• _EXTRACTED DATA_
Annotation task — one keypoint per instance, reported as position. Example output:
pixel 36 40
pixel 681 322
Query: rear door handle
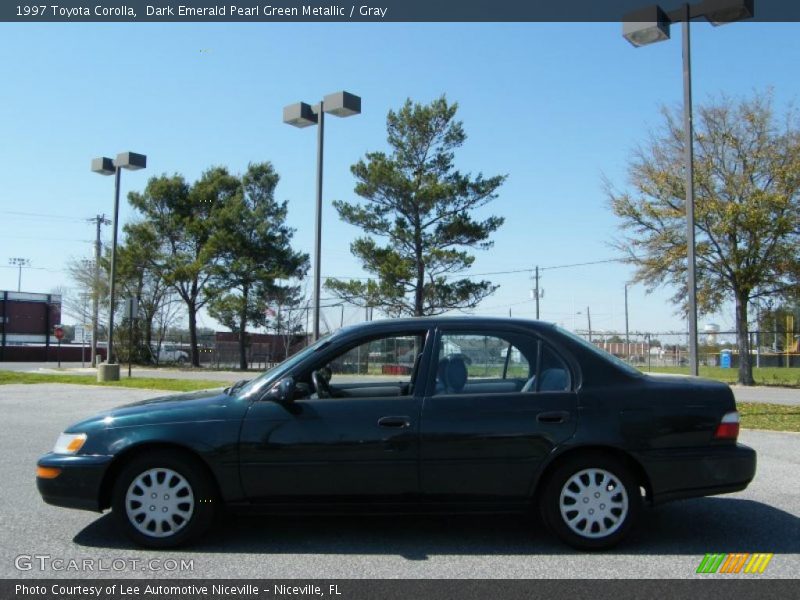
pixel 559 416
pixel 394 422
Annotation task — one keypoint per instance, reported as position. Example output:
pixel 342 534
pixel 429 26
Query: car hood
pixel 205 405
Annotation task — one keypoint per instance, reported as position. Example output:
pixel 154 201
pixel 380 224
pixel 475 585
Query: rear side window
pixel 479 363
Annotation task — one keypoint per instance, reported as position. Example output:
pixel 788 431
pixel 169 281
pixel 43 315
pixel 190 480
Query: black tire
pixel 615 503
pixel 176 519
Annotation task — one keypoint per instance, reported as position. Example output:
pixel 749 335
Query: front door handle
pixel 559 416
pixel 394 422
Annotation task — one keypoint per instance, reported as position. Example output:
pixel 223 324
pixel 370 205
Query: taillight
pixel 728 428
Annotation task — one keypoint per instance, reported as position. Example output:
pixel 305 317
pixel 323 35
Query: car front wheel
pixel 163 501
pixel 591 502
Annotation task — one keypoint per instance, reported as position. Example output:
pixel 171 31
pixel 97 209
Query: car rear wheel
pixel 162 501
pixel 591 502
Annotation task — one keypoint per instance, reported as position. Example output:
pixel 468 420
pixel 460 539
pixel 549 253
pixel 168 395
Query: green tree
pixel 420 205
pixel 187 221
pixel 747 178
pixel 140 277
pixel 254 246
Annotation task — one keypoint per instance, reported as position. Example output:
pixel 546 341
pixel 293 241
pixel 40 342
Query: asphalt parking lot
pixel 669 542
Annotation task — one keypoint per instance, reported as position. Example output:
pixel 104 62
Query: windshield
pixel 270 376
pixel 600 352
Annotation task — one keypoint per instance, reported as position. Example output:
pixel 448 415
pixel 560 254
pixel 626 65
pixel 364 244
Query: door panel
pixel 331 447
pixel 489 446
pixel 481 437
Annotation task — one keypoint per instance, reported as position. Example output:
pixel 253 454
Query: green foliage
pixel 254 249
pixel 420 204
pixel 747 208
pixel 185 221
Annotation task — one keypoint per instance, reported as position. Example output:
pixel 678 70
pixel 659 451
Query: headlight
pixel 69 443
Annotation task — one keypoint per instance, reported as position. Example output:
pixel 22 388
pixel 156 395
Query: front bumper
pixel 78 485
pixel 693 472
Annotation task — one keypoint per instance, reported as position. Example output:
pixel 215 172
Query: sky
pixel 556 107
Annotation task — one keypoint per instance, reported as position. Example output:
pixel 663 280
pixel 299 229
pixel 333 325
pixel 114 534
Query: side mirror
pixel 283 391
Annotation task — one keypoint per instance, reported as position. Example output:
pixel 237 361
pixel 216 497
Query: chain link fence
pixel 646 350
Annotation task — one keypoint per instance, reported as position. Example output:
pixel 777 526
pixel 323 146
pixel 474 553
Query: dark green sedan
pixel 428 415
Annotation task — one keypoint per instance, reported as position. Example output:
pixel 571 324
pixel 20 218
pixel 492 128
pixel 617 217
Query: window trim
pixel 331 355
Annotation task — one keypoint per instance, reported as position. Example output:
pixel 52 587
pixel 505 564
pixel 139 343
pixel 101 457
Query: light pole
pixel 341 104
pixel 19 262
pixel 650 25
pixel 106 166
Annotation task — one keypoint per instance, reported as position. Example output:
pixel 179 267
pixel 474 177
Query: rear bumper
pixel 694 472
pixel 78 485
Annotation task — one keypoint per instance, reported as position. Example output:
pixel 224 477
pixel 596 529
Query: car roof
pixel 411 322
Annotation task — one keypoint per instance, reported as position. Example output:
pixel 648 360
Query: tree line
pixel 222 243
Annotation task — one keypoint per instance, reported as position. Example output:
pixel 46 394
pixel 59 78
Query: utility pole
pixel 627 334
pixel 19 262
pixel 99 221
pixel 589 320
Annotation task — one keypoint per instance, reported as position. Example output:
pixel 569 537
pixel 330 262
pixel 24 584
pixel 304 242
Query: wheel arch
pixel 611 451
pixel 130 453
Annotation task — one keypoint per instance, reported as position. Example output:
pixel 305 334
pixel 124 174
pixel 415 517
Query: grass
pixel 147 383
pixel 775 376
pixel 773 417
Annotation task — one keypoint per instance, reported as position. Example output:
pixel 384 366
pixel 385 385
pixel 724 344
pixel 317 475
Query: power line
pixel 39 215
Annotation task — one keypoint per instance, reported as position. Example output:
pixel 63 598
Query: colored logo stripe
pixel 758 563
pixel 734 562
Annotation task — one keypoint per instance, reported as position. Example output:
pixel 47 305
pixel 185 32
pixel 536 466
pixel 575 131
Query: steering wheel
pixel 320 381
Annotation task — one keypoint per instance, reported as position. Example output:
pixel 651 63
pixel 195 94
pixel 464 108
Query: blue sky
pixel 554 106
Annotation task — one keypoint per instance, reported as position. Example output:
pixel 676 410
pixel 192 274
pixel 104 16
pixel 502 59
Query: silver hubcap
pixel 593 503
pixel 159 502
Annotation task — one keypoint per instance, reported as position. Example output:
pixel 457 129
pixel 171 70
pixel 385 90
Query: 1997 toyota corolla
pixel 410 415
--
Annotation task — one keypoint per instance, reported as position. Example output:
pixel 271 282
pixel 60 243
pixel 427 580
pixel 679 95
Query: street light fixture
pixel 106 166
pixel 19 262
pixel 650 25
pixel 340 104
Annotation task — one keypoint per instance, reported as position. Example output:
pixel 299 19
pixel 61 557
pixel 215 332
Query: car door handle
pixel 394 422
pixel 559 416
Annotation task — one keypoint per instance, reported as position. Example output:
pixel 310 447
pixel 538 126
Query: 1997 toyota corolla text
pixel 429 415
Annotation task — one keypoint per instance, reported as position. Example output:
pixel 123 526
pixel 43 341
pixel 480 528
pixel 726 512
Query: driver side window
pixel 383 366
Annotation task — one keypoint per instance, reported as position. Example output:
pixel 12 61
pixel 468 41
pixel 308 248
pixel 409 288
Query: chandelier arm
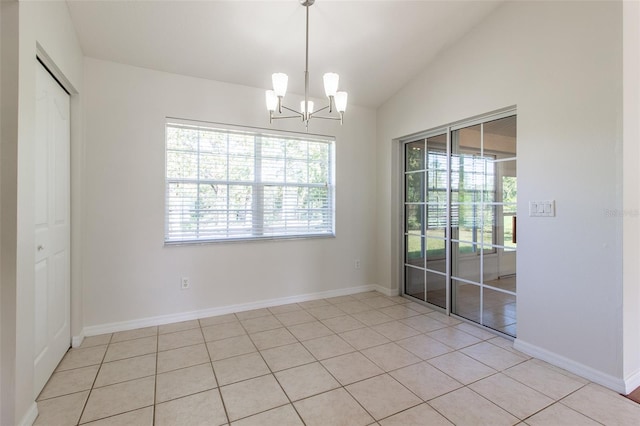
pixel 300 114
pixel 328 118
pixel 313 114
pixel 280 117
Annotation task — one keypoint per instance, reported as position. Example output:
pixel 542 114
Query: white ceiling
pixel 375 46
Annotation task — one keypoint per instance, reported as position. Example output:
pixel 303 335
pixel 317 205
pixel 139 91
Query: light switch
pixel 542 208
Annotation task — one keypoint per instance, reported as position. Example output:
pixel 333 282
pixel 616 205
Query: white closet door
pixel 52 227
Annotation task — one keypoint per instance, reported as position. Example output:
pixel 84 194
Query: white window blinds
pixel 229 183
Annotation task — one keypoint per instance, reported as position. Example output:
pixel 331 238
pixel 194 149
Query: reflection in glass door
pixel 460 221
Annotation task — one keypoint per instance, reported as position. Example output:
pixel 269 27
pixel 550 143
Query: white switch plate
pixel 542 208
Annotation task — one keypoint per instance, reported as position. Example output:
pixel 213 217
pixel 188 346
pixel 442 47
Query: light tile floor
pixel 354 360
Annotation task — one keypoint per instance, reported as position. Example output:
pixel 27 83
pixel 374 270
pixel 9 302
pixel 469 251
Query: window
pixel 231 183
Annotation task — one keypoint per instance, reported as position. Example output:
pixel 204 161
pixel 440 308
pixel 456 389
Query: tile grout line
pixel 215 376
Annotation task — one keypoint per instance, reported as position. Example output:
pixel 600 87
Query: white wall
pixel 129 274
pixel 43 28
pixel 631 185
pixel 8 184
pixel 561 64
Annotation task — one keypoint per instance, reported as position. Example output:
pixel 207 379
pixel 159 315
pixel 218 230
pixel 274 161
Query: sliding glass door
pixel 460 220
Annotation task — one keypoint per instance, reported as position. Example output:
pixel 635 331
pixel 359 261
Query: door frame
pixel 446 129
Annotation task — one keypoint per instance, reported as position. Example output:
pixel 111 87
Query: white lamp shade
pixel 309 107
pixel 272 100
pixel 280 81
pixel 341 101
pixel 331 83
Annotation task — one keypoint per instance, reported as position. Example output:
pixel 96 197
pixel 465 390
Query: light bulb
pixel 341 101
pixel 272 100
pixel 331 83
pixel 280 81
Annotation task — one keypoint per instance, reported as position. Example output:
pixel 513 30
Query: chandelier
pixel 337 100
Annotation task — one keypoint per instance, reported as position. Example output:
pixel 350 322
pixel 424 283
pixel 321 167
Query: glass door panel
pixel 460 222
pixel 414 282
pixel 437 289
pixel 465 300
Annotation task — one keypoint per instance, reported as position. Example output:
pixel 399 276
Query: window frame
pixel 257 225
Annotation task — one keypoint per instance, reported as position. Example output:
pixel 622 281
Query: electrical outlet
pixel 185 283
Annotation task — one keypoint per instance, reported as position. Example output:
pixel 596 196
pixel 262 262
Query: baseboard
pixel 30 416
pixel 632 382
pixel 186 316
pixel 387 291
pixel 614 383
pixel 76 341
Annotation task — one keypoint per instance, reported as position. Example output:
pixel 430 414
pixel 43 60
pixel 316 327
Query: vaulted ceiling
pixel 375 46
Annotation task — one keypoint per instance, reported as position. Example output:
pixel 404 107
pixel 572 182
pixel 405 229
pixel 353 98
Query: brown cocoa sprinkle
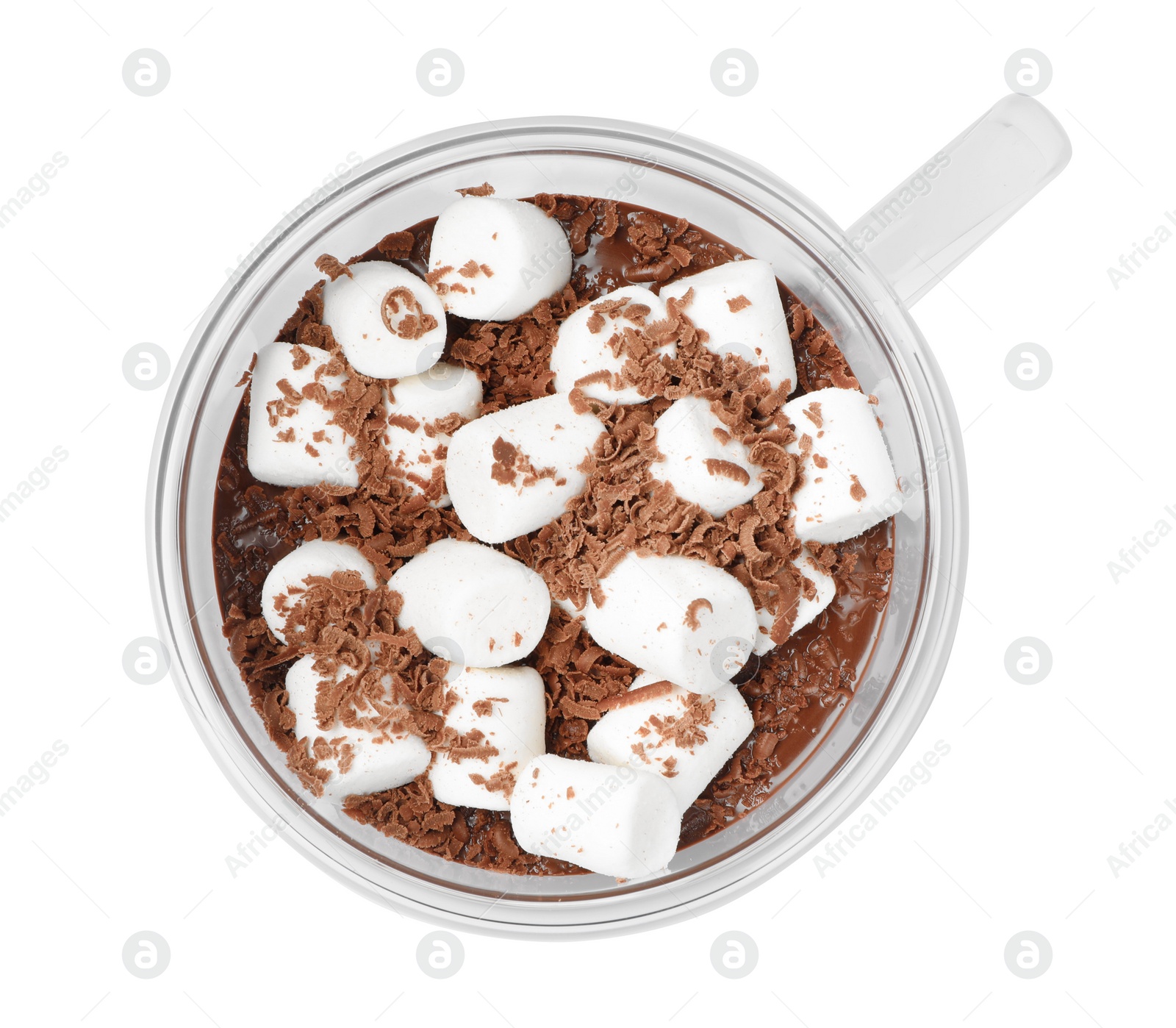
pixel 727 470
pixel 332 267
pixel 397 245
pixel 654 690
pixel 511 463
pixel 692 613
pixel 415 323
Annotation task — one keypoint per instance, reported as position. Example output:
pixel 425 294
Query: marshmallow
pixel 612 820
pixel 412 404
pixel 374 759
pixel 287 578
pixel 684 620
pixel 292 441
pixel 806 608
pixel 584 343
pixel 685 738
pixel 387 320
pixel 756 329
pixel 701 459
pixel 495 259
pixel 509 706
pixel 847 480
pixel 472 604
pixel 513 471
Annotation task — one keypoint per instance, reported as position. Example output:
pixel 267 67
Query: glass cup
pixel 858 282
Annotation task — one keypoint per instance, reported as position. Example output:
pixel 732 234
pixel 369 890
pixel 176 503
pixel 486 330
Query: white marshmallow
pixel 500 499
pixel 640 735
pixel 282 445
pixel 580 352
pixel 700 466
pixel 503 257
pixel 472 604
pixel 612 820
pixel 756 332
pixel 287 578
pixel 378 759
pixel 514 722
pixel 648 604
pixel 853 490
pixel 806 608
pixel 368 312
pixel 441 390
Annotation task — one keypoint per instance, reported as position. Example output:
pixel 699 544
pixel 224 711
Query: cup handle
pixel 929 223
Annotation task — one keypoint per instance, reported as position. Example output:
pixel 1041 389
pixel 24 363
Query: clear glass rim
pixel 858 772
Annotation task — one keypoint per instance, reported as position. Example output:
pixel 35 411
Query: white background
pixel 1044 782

• _DESCRIPTION OF THE TASK_
The required answer is the exact run of lines above starting at the line with "pixel 9 302" and ending at the line with "pixel 353 98", with both ends present.

• _REPLY TO THE EXERCISE_
pixel 9 302
pixel 469 251
Query: window
pixel 231 183
Annotation task — one keypoint per instance, reported as position. Example output:
pixel 204 161
pixel 440 308
pixel 456 389
Query: tile grout line
pixel 215 376
Annotation task — one keypoint per instance, reported as position. Example output:
pixel 600 87
Query: white wall
pixel 129 274
pixel 43 28
pixel 631 185
pixel 8 184
pixel 561 64
Annotation task — one keypoint per instance, reported as position. Example output:
pixel 207 379
pixel 159 315
pixel 218 230
pixel 274 161
Query: sliding glass door
pixel 460 220
Annotation task — one keypoint per instance, reported as position. Example output:
pixel 635 331
pixel 359 261
Query: door frame
pixel 446 129
Annotation task — one keypoint per instance, reported as position. Example output:
pixel 111 87
Query: white lamp shade
pixel 309 107
pixel 272 100
pixel 280 81
pixel 341 101
pixel 331 83
Annotation task — one keypoint per instance, reported as position. Example output:
pixel 96 197
pixel 465 390
Query: light bulb
pixel 341 101
pixel 272 100
pixel 331 83
pixel 280 81
Annotation task — one keypoint per instance, reported as position. Example output:
pixel 513 30
Query: chandelier
pixel 337 100
Annotation task — one keypoint per instance, reported as position. Example output:
pixel 350 322
pixel 424 283
pixel 321 167
Query: glass door panel
pixel 460 222
pixel 414 282
pixel 437 289
pixel 465 300
Annotation task — one keypoint per instance, reported as position. Example output:
pixel 399 276
Query: window frame
pixel 257 225
Annotation task — one keypoint per instance, reported as position. Example output:
pixel 622 281
Query: electrical outlet
pixel 185 283
Annotation task — one keypoint per instance, reported as position. Example output:
pixel 596 196
pixel 262 262
Query: baseboard
pixel 30 416
pixel 632 382
pixel 186 316
pixel 387 291
pixel 614 383
pixel 76 341
Annotation task — one keypoint per instance, reported as position. Example output:
pixel 430 414
pixel 43 60
pixel 316 327
Query: vaulted ceiling
pixel 375 46
Annotation task — one keypoint per instance, reported as position. Example output:
pixel 404 107
pixel 572 182
pixel 405 229
pixel 353 98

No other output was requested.